**GOAL A**.
Select each line of the entries below that contains the word "paving", and copy those lines.

**SELECTED EXTRACT**.
## Get Latest Retweets Using Tweet ID

This script is used to download the latest retweets of a set of specified tweets using their IDs. It uses Twitter's [GET statuses/retweets/:id REST API](https://developer.twitter.com/en/docs/tweets/post-and-engage/api-reference/get-statuses-retweets-id).

In this case, I'm using it to download the latest retweets of tweets from four news sources: Mother Jones, Rabble, Breitbart, and Rebel News.

#### Rate Limits

For GET statuses/retweets/:id, the rate limits are as follows:
* 75 requests every 15 minutes
* No 24 hour limit

As each request is 100 tweets, this means you are permitted to download 7500 tweets every 15 minutes.

#### Tweepy Documentation

For Tweepy's documentation on GET statuses/retweets/:id, see [here](http://docs.tweepy.org/en/latest/api.html#API.retweets).

**MATERIAL SUPPLIED**.

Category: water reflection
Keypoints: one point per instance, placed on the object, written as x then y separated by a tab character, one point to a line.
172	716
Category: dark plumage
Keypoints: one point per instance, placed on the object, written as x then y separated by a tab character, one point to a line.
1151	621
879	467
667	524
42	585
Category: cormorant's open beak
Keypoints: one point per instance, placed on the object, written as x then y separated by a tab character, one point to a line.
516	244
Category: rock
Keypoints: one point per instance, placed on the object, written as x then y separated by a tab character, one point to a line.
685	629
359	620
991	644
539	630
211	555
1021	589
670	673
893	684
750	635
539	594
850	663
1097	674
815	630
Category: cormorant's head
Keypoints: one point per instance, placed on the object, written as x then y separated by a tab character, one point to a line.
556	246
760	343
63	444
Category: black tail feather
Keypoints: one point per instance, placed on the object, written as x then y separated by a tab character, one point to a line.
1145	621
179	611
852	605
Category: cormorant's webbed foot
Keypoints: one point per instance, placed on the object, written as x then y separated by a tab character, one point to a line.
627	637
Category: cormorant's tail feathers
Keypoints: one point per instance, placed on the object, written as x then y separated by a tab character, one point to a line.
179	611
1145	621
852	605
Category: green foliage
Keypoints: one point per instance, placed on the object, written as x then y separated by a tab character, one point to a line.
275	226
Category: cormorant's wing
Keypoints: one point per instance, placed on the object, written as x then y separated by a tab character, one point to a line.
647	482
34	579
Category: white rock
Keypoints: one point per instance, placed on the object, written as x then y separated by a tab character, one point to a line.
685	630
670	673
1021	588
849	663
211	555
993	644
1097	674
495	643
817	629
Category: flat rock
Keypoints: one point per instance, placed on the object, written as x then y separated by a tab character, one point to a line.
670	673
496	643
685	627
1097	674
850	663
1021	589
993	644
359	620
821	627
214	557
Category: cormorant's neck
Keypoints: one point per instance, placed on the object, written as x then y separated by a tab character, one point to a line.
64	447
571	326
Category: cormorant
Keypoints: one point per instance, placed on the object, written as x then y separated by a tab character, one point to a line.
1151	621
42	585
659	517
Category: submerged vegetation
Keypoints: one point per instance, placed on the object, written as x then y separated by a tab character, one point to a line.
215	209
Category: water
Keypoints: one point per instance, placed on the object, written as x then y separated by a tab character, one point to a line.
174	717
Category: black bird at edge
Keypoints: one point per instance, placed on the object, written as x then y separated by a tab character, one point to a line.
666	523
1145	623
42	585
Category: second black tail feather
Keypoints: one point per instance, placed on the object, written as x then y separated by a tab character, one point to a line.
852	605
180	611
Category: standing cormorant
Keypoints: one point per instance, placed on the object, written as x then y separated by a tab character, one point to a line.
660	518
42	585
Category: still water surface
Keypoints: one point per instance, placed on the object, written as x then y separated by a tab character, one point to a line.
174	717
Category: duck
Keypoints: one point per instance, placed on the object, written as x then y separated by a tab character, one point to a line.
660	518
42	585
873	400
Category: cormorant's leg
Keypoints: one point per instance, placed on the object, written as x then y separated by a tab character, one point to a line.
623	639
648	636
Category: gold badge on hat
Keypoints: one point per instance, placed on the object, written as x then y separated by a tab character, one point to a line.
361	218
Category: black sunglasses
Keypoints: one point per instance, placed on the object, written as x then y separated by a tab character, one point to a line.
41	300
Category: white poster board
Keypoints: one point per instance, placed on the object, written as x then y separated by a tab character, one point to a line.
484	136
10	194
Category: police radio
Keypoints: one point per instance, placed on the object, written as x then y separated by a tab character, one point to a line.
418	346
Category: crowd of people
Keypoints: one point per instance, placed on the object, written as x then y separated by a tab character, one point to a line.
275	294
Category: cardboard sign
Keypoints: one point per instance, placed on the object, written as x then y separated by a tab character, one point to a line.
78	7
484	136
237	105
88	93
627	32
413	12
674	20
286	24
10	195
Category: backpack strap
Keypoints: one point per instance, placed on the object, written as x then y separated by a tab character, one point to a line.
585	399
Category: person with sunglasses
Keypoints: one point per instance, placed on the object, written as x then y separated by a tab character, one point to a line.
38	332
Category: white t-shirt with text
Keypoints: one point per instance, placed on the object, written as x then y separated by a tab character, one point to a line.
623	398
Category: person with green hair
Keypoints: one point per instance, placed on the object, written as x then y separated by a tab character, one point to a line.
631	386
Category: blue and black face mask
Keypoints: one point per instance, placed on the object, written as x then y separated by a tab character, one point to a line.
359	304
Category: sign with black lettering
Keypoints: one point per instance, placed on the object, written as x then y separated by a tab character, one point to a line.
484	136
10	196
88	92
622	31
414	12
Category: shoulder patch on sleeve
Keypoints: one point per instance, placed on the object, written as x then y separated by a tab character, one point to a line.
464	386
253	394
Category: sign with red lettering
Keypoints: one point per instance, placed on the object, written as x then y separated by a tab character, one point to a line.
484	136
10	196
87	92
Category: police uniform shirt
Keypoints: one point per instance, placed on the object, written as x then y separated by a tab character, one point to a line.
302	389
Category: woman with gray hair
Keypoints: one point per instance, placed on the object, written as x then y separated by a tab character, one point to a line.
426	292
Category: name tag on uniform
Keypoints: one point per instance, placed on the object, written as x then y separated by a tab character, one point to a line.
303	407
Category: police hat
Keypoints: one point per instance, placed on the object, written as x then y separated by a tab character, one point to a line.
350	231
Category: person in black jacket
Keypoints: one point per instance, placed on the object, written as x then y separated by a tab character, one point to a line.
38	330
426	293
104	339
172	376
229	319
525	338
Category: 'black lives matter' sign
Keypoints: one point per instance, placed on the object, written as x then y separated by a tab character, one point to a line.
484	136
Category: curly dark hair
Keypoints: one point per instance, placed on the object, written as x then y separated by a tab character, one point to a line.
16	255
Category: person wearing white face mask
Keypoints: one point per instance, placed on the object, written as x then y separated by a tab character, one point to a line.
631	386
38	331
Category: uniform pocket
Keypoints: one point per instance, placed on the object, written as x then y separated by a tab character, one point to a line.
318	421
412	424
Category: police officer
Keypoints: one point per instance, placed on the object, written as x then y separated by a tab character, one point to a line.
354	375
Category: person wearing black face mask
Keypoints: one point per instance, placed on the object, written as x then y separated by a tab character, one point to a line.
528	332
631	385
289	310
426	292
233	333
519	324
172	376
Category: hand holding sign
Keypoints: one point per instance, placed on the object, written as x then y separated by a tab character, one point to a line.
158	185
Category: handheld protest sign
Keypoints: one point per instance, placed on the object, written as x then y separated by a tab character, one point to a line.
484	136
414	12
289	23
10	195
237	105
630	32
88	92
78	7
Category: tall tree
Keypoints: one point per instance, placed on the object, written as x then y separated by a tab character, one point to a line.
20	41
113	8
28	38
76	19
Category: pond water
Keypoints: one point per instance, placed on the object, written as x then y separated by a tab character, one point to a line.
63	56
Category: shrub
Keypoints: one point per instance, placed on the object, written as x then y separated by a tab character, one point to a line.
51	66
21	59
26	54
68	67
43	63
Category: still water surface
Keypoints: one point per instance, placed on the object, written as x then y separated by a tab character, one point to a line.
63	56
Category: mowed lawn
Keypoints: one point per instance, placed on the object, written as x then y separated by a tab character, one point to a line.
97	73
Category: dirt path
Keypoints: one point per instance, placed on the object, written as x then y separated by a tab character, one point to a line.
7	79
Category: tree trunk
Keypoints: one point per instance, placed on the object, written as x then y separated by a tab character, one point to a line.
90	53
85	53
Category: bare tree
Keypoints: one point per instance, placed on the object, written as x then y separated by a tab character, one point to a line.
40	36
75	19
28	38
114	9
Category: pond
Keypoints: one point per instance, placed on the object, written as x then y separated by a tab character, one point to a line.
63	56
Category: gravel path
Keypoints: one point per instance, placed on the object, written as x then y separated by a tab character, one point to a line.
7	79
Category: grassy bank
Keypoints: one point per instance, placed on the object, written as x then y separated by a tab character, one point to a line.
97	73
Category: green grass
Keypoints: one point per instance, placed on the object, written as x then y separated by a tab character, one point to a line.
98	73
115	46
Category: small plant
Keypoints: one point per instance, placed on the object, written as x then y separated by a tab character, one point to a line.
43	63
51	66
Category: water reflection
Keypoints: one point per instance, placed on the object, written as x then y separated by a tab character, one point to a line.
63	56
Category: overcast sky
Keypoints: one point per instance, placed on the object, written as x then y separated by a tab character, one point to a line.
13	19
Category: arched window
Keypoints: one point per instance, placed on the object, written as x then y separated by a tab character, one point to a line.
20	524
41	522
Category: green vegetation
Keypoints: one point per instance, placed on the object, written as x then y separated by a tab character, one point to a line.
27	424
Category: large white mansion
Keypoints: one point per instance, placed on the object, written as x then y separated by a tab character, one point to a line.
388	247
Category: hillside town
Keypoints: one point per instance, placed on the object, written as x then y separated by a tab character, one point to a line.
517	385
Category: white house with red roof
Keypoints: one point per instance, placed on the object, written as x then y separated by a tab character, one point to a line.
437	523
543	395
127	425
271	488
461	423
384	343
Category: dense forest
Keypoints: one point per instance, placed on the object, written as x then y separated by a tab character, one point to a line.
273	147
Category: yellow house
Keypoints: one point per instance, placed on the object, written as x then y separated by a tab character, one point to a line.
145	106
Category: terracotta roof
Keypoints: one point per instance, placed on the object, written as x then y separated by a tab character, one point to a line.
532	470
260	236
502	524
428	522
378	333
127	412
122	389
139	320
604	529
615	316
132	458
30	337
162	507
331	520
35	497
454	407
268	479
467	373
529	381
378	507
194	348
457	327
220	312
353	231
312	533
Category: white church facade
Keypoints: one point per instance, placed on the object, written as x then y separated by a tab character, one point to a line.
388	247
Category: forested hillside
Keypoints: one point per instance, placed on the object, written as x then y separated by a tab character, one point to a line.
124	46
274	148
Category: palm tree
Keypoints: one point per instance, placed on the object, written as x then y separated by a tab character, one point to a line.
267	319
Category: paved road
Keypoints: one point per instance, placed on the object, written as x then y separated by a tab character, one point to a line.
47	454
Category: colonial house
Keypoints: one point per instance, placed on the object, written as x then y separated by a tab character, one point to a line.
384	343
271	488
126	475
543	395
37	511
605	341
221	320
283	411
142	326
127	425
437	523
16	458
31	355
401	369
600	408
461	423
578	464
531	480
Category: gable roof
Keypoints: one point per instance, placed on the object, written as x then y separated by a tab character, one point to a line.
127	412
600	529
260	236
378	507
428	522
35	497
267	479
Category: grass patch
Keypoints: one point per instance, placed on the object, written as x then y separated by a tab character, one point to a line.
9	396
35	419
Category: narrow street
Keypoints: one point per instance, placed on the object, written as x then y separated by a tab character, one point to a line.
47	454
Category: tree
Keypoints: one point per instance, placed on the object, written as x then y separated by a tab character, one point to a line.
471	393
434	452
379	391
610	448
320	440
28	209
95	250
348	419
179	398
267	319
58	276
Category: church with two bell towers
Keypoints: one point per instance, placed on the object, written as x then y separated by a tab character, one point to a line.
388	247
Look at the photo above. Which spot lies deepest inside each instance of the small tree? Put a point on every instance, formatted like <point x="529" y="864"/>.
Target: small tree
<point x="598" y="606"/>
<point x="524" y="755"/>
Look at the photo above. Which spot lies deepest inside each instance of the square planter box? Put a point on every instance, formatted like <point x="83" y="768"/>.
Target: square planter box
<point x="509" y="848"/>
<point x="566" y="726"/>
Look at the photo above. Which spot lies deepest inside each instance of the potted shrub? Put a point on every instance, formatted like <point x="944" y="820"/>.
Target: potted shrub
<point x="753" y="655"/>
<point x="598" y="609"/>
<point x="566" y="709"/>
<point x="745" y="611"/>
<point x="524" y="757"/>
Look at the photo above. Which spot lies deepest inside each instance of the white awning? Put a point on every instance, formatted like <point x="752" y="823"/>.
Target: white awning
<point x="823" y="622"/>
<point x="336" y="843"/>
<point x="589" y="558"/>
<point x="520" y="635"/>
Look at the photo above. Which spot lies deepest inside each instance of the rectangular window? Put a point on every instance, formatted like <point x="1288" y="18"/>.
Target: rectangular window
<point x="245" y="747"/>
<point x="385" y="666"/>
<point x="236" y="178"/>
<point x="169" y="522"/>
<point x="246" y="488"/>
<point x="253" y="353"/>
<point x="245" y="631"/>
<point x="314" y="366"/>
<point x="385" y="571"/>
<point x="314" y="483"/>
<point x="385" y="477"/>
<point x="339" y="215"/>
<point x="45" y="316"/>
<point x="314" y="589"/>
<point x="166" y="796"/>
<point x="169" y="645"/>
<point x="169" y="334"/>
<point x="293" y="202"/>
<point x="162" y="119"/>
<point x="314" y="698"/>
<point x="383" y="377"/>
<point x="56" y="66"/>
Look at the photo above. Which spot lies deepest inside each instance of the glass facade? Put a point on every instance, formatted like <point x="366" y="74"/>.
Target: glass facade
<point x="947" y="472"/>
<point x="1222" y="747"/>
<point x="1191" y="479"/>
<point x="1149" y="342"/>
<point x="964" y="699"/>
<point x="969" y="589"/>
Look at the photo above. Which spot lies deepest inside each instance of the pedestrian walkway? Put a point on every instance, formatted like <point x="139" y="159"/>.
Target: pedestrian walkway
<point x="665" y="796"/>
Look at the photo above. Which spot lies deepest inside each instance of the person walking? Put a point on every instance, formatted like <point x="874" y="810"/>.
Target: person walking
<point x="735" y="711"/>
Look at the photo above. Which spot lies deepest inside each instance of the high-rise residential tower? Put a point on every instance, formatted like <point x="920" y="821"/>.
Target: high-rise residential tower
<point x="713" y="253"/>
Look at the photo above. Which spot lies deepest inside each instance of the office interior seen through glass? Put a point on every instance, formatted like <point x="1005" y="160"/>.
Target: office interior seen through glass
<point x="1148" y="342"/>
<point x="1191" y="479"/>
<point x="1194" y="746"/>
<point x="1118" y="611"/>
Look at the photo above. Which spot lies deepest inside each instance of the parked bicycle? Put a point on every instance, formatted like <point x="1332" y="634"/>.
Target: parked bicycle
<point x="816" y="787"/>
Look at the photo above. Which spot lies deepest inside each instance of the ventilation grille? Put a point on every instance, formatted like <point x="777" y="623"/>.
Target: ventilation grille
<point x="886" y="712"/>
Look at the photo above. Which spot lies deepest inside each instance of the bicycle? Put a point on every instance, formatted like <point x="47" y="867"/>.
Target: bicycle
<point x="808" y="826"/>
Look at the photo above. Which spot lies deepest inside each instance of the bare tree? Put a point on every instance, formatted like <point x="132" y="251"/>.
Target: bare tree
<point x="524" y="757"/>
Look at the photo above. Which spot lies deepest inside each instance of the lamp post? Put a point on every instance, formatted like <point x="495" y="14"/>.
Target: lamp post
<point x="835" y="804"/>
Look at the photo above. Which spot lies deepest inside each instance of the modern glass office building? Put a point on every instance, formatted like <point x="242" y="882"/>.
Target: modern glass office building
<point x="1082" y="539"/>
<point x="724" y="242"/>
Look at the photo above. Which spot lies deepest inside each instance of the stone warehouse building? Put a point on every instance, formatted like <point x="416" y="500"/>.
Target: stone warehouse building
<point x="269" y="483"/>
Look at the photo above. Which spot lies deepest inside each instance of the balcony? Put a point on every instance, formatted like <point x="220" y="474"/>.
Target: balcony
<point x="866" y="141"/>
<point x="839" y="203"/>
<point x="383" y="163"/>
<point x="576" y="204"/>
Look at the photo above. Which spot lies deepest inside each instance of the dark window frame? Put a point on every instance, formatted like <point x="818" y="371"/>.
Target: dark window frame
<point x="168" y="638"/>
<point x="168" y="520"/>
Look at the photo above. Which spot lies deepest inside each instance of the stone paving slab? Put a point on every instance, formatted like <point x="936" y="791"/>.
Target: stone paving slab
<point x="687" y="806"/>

**GOAL B**.
According to the retweet script description, how many tweets does each request return?

**FINISHED ANSWER A**.
Look at the photo above. Which spot lies deepest inside each instance of the stone paving slab? Put a point on every instance, formatted like <point x="936" y="791"/>.
Target: stone paving slab

**FINISHED ANSWER B**.
100 tweets.